Copy word for word the stretch of lines from the line containing "white shorts in the photo above." through the final line.
start Data records
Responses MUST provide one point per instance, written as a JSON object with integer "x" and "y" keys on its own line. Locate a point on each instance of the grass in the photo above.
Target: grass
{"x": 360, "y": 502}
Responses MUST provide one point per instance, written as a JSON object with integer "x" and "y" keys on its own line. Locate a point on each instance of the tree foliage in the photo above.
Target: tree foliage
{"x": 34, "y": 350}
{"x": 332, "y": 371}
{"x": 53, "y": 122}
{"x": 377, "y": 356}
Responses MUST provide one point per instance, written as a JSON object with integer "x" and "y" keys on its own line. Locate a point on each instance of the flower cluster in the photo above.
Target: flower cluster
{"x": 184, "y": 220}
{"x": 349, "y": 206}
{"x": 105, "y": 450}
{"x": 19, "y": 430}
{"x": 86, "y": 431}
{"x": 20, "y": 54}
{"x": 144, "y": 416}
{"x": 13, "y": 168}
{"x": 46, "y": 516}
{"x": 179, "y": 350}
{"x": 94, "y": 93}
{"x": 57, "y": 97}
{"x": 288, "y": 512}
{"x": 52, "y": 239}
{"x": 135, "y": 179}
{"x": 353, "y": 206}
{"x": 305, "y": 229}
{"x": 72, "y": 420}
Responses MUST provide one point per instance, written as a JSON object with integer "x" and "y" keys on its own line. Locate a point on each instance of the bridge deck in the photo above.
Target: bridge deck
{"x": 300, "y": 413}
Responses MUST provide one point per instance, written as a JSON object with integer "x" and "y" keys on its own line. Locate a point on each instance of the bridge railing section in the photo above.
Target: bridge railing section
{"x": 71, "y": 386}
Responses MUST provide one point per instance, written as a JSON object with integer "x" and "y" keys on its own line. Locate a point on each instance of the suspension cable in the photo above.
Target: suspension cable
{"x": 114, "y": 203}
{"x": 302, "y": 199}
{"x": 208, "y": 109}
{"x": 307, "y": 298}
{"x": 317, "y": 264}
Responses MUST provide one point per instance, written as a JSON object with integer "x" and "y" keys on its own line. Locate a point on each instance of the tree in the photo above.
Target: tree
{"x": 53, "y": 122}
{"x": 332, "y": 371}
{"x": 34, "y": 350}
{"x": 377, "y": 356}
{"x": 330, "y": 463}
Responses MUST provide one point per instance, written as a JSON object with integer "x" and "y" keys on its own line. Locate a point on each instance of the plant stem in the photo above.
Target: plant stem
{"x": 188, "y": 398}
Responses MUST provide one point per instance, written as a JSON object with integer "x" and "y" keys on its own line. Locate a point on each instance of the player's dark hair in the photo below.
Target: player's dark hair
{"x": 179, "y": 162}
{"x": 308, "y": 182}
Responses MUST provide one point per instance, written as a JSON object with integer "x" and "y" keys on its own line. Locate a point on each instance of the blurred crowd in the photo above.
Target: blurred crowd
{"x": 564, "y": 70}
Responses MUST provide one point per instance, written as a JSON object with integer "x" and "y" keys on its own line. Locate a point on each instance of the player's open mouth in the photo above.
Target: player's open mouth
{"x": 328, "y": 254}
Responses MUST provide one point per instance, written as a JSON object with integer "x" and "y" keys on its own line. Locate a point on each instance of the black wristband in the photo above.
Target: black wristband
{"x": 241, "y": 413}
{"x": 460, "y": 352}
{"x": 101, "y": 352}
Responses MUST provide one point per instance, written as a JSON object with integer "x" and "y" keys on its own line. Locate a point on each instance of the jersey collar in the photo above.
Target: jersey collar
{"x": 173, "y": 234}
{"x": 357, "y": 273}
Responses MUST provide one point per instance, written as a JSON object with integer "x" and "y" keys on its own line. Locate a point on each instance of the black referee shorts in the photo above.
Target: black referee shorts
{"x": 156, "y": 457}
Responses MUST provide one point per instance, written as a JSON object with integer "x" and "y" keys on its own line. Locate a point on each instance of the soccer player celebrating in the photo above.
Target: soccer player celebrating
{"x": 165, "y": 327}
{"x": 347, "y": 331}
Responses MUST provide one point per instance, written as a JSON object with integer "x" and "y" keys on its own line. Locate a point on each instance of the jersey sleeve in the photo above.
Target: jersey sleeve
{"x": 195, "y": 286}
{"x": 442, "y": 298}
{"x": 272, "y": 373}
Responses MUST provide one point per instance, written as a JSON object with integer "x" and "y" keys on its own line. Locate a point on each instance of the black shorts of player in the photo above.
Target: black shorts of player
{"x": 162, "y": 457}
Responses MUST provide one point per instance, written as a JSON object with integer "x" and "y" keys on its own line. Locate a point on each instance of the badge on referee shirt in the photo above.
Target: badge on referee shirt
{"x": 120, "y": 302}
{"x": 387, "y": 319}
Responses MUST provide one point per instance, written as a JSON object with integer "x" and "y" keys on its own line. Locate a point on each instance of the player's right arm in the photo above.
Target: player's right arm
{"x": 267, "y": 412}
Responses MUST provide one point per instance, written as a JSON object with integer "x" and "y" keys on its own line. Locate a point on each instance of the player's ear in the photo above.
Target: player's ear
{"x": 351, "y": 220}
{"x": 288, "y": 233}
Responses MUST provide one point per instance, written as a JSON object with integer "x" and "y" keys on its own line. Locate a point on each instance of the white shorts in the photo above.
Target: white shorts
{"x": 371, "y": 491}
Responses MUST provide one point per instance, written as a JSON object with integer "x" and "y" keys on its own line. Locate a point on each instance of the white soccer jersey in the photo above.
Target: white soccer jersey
end Data records
Complete response:
Responses MUST provide one point per instance, written as a JSON object with integer "x" and "y" keys on its own line. Locate a point on each instance of the white shorts in the photo above.
Target: white shorts
{"x": 371, "y": 491}
Responses MUST provide one point per instance, written as a JSON object with integer "x" and "y" keys on its own line. Locate a point on each instance of the white soccer jersey in the photo above.
Target: white soccer jersey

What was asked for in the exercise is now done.